Short exercise 1
Transcribe part of the accounting policy excerpt word for word, starting at the words "Loss contingencies considered" and ending after the words "to its customers.".
Short exercise 2
Pick up the accounting policy excerpt after its final sentence and write what comes next.

====== Text extract

Commitment and Contingencies
The Company follows topic Accounting Standards Codification (“ASC”) Topic 450-20, Contingencies, to report accounting for contingencies. Certain
conditions may exist as of the date the consolidated financial statements are issued, which may result in a loss to the Company, but which will only be resolved when
one or more future events occur or fail to occur. The Company assesses such contingent liabilities, and such assessment inherently involves an exercise of judgment.
In assessing loss contingencies related to legal proceedings that are pending against the Company or unasserted claims that may result in such proceedings, the
Company evaluates the perceived merits of any legal proceedings or unasserted claims as well as the perceived merits of the amount of relief sought or expected to
be sought therein.
F-16
If the assessment of a contingency indicates that it is probable that a material loss has been incurred and the amount of the liability can be estimated, then the
estimated liability would be accrued in the Company’s consolidated financial statements. If the assessment indicates that a potential material loss contingency is not
probable but is reasonably possible, or is probable but cannot be estimated, then the nature of the contingent liability, and an estimate of the range of possible losses,
if determinable and material, would be disclosed.
Loss contingencies considered remote are generally not disclosed unless they involve guarantees, in which case the guarantees would be disclosed.
Management does not believe, based upon information available at this time, that these matters will have a material adverse effect on the Company’s consolidated
financial position, results of operations or cash flows. However, there is no assurance that such matters will not materially and adversely affect the Company’s
business, financial position, and results of operations or cash flows.
Revenue Recognition
On October 1, 2018, the Company adopted ASU 2014-09, Revenue from Contracts with Customers (Topic 606), using the modified retrospective transition
method. Under the guidance of the standard, revenue represents the amount received or receivable for goods and services supplied by the Company to its customers.
Company recognizes revenue at the time a good or service is transferred to a customer and the customer obtains control of that good or receives the service
performed. Most of the Company’s sales arrangements with customers in the Security segment are short-term in nature involving single performance obligations
related to the delivery of goods or repair of equipment and generally provide for transfer of control at the time of shipment to the customer. The Company generally
permits returns of product or repaired equipment due to defects; however, returns are historically insignificant. Billing terms vary by customer and product but
generally do not exceed 90 days.

============
====== Extracted data

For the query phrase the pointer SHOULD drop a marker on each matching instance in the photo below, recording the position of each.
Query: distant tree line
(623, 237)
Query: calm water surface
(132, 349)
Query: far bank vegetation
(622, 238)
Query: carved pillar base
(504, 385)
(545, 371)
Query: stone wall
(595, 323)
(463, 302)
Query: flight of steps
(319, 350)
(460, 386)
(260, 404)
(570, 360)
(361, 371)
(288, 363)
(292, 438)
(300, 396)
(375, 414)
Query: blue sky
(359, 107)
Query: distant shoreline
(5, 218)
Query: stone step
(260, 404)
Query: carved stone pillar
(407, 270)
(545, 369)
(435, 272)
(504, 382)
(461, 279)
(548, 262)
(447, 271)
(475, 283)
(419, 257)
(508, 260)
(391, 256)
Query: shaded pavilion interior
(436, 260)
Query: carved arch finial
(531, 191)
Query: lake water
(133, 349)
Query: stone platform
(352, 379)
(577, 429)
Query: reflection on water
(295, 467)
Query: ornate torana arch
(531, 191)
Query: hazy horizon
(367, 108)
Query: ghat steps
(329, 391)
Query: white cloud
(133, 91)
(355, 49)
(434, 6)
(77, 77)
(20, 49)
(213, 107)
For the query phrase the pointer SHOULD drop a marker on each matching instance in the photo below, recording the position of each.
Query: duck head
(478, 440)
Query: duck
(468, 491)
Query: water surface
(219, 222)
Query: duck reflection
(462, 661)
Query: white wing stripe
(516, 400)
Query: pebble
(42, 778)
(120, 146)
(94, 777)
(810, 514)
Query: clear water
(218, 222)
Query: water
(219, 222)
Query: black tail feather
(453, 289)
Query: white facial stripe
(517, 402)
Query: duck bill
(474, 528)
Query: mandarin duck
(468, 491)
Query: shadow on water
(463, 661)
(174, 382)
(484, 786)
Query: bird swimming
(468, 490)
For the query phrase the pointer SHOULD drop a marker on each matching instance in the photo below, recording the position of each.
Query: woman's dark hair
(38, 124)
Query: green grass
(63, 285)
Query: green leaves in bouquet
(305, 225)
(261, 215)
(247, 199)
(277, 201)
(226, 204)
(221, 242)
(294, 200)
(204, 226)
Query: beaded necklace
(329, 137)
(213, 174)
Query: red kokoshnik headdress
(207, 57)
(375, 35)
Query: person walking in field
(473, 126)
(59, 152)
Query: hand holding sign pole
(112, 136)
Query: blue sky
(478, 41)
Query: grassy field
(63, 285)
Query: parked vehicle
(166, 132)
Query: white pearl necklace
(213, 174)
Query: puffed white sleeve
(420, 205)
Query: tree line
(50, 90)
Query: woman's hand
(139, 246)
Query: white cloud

============

Task response 1
Loss contingencies considered remote are generally not disclosed unless they involve guarantees, in which case the guarantees would be disclosed.
Management does not believe, based upon information available at this time, that these matters will have a material adverse effect on the Company’s consolidated
financial position, results of operations or cash flows. However, there is no assurance that such matters will not materially and adversely affect the Company’s
business, financial position, and results of operations or cash flows.
Revenue Recognition
On October 1, 2018, the Company adopted ASU 2014-09, Revenue from Contracts with Customers (Topic 606), using the modified retrospective transition
method. Under the guidance of the standard, revenue represents the amount received or receivable for goods and services supplied by the Company to its customers.

Task response 2
In accordance with the authoritative guidance issued by the FASB on revenue recognition, the Company recognizes revenue from cost reimbursable
contracts based on the services provided, typically represented by man-hours worked, and is measured by reference to agreed charge-out rates or to the estimated
total contract revenue. Revenue from long-term fixed price contracts is recognized using the percentage-of-completion method, measured by reference to physical
completion or the ratio of costs incurred to total estimated contract costs. If the outcome of a contract cannot be estimated reliably, as may be the case in the initial
stages of completion of the contract, revenue is recognized only to the extent of the costs incurred that are expected to be recoverable. If a contract is expected to be
loss-making, the expected amount of the loss is recognized immediately in the income statement. Revenue from short-term contracts is recognized when delivery has
occurred, and collection of the resulting receivable is deemed probable. Timing of revenue recognition may differ from the timing of invoicing to customers.
The Company records a liability when receiving cash in advance of delivering goods or services to the customer. This liability is reversed against the
receivable recognized when those goods or services are delivered. The amounts were $2,311,334, and $1,788,507, as of September 30, 2023, 2022 respectively,
recorded at Deferred revenue. Additionally, the company recorded Deposits from customers of $57,434, and $73,144, as of September 30, 2023, and 2022
respectively.
Contracts
The Company’s industrial services segment’s revenue is derived from contracts with customers. These contracts fall into two categories, “Fixed Price” and
“Time and Material Price” contracts. The Company determines the appropriate accounting treatment for each contract at its inception. Generally, contracts have a
period from six months to two years.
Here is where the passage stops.